_PROBLEM TO SOLVE_
From the records below, transcribe exactly the lines that begin at the line with "Where can you find the weed?" and end at the line with "Where can you find the corrugated", both included.

MATERIAL PROVIDED below:

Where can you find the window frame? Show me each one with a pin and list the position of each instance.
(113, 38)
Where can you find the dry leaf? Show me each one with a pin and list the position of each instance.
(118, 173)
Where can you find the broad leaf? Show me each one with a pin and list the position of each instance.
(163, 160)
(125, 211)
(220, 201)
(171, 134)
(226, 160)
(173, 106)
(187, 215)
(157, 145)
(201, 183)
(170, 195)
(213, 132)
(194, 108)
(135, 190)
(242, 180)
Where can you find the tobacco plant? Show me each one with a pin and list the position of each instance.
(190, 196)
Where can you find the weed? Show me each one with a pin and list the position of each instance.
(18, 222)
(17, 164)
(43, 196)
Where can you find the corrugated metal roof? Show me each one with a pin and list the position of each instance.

End of MATERIAL PROVIDED.
MATERIAL PROVIDED below:

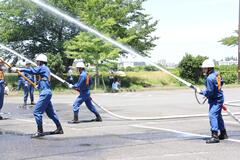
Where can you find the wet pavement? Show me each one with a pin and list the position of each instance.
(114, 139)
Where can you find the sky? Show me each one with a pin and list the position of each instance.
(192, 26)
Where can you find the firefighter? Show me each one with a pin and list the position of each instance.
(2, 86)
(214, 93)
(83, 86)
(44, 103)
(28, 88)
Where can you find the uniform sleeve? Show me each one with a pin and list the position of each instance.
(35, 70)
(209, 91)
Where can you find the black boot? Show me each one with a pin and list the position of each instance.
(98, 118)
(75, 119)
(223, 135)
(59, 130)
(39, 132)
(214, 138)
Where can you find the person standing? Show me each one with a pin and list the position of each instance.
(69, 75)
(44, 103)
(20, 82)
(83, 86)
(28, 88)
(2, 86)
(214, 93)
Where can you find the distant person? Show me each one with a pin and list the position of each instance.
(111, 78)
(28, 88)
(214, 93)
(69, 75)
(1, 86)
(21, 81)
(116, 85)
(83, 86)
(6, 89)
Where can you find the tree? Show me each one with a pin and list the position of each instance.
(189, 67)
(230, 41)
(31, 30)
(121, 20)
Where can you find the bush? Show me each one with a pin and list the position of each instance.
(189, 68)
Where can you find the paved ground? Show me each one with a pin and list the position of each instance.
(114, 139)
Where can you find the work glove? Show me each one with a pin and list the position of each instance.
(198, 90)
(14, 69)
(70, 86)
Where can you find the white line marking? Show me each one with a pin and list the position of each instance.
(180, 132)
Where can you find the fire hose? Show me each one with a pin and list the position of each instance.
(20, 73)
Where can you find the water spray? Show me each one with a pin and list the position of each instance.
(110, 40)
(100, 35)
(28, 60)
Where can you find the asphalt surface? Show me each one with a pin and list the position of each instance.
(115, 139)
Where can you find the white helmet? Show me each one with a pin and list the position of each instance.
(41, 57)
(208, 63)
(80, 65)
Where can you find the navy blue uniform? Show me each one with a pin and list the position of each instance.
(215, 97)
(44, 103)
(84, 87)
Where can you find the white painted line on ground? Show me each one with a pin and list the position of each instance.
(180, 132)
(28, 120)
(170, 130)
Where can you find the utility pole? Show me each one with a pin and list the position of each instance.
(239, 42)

End of MATERIAL PROVIDED.

_OUTPUT_
Where can you find the weed? Show me each one with a pin and list the position of each instance.
(18, 222)
(17, 164)
(43, 196)
Where can you find the corrugated metal roof? Show me each one with a pin and list the position of each instance.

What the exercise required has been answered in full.